Skip to main content

Documentation Index

Fetch the complete documentation index at: https://docs.getcitable.com/llms.txt

Use this file to discover all available pages before exploring further.

Citation tracking tells you whether AI engines are linking to your pages. Google Analytics tells you whether those citations are sending real traffic. Connecting GA4 closes the loop between the two.

What you get

Once GA4 is connected, every posted URL in Citable joins against your traffic data. You see, per post:
  • Sessions, page views, and unique users from the GA4 window
  • Whether traffic is trending up or down since you published
  • How the post compares to your other recent content
Cross-reference this with the citation report and you can answer questions like: “Which posts had high citation rate but low traffic — and why?” Or: “Which posts drove traffic without earning a citation — and is that good or bad for our strategy?”

How to connect

  1. Open Settings → Connectors in Citable.
  2. Click Connect Google Analytics.
  3. Sign in with the Google account that has access to your GA4 property.
  4. Pick the GA4 property you want Citable to read.
  5. Approve the read-only scope.
The connection takes about a minute. Citable pulls data nightly going forward — no manual refresh required.

What Citable can and can’t see

Citable reads from GA4 only — never writes back. The scopes requested are read-only, so Citable can:
  • Read your property list to let you pick which one to connect
  • Read aggregate session and page-view metrics for the URLs in your content queue
Citable cannot:
  • See individual user data or PII
  • Modify property settings, goals, or filters
  • Read data from properties you didn’t select
Disconnecting is a one-click action from the Connectors page. Once disconnected, Citable stops pulling new data within an hour.

Without GA4

You can use Citable without connecting GA4 — citation tracking, scans, recommendations, and Brand Studio all work independently. But attribution is the hardest question in content marketing, and GA4 is the cheapest answer to it. For most brands, connecting it is worth the two-minute setup.

- _Dataset content_
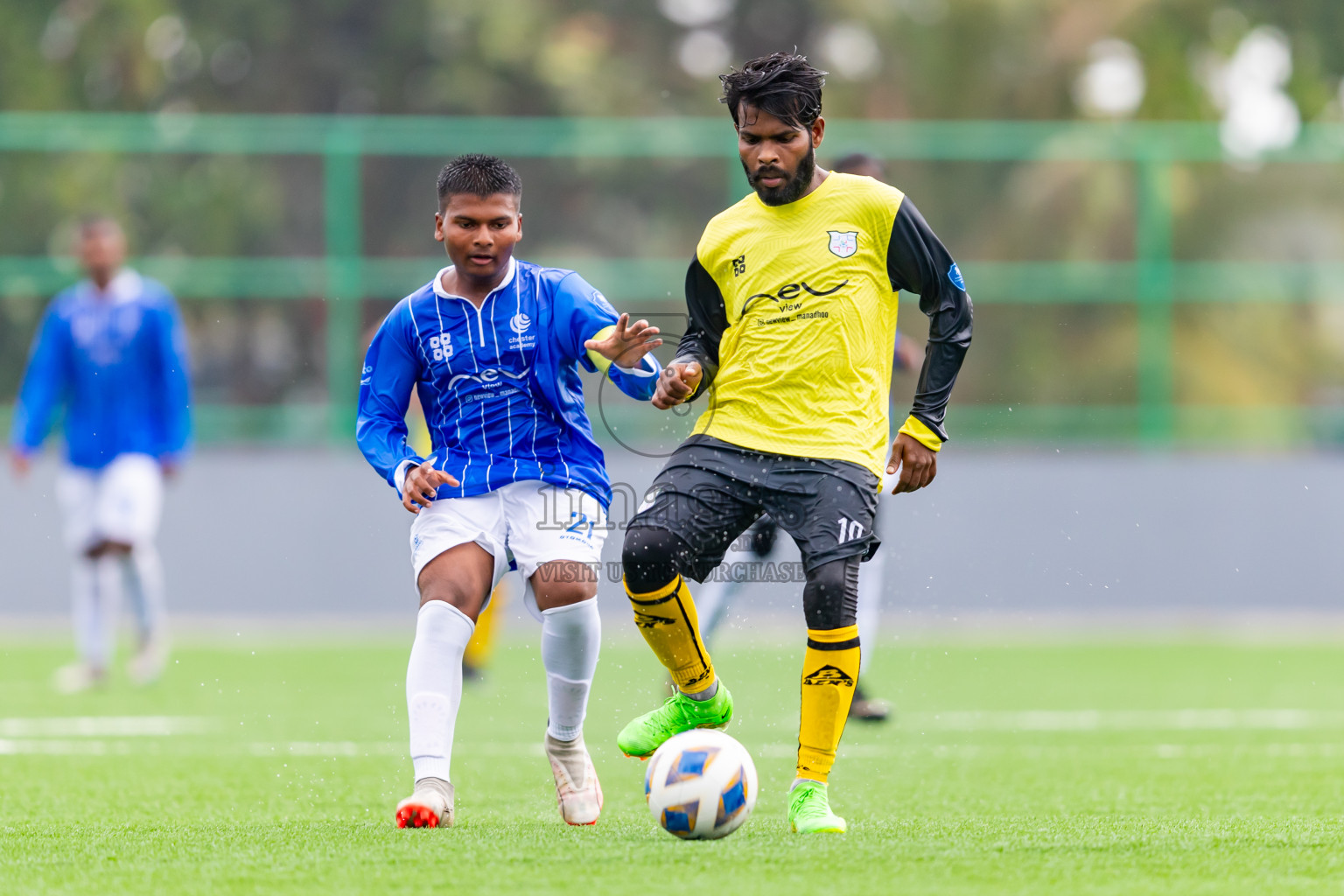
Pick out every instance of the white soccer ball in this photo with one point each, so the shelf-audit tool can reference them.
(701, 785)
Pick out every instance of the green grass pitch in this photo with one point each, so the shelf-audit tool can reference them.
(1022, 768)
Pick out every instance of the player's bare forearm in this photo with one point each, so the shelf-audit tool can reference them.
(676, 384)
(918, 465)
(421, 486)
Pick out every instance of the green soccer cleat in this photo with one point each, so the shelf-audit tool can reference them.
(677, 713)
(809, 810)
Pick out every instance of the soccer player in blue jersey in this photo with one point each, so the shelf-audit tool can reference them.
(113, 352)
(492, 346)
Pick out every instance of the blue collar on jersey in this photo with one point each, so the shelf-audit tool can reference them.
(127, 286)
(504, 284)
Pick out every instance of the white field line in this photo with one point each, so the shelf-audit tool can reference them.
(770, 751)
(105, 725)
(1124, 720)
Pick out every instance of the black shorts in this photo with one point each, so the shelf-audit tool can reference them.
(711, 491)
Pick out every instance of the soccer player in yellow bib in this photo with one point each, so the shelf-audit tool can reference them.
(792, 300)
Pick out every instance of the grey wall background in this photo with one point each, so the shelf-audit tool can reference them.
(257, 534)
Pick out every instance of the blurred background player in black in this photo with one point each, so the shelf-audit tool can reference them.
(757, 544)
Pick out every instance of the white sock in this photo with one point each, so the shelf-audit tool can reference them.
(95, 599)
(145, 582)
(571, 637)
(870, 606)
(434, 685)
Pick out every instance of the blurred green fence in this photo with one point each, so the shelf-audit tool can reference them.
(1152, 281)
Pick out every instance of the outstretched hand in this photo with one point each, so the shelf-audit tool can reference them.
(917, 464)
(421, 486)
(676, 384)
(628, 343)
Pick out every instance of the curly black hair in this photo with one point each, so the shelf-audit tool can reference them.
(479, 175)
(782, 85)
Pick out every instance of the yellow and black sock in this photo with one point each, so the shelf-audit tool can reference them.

- _Exercise set_
1: Do these statements agree with the GA4 guide? For each, answer yes or no and quote the words of the guide that decide it.
(a) After the connection is made, Citable pulls GA4 data every night.
(b) Citable can change the goals set on a GA4 property.
(c) Brand Studio works only when GA4 is connected.
2: Can you transcribe the part of the GA4 guide that begins at the words "5. Approve the" and stops after "within an hour."?

- _Numbered answers_
1:
(a) Yes: "Citable pulls data nightly going forward — no manual refresh required."
(b) No: "Citable cannot:" … "Modify property settings, goals, or filters"
(c) No: "citation tracking, scans, recommendations, and Brand Studio all work independently."

2:
5. Approve the read-only scope.
The connection takes about a minute. Citable pulls data nightly going forward — no manual refresh required.

What Citable can and can’t see

Citable reads from GA4 only — never writes back. The scopes requested are read-only, so Citable can:
  • Read your property list to let you pick which one to connect
  • Read aggregate session and page-view metrics for the URLs in your content queue
Citable cannot:
  • See individual user data or PII
  • Modify property settings, goals, or filters
  • Read data from properties you didn’t select
Disconnecting is a one-click action from the Connectors page. Once disconnected, Citable stops pulling new data within an hour.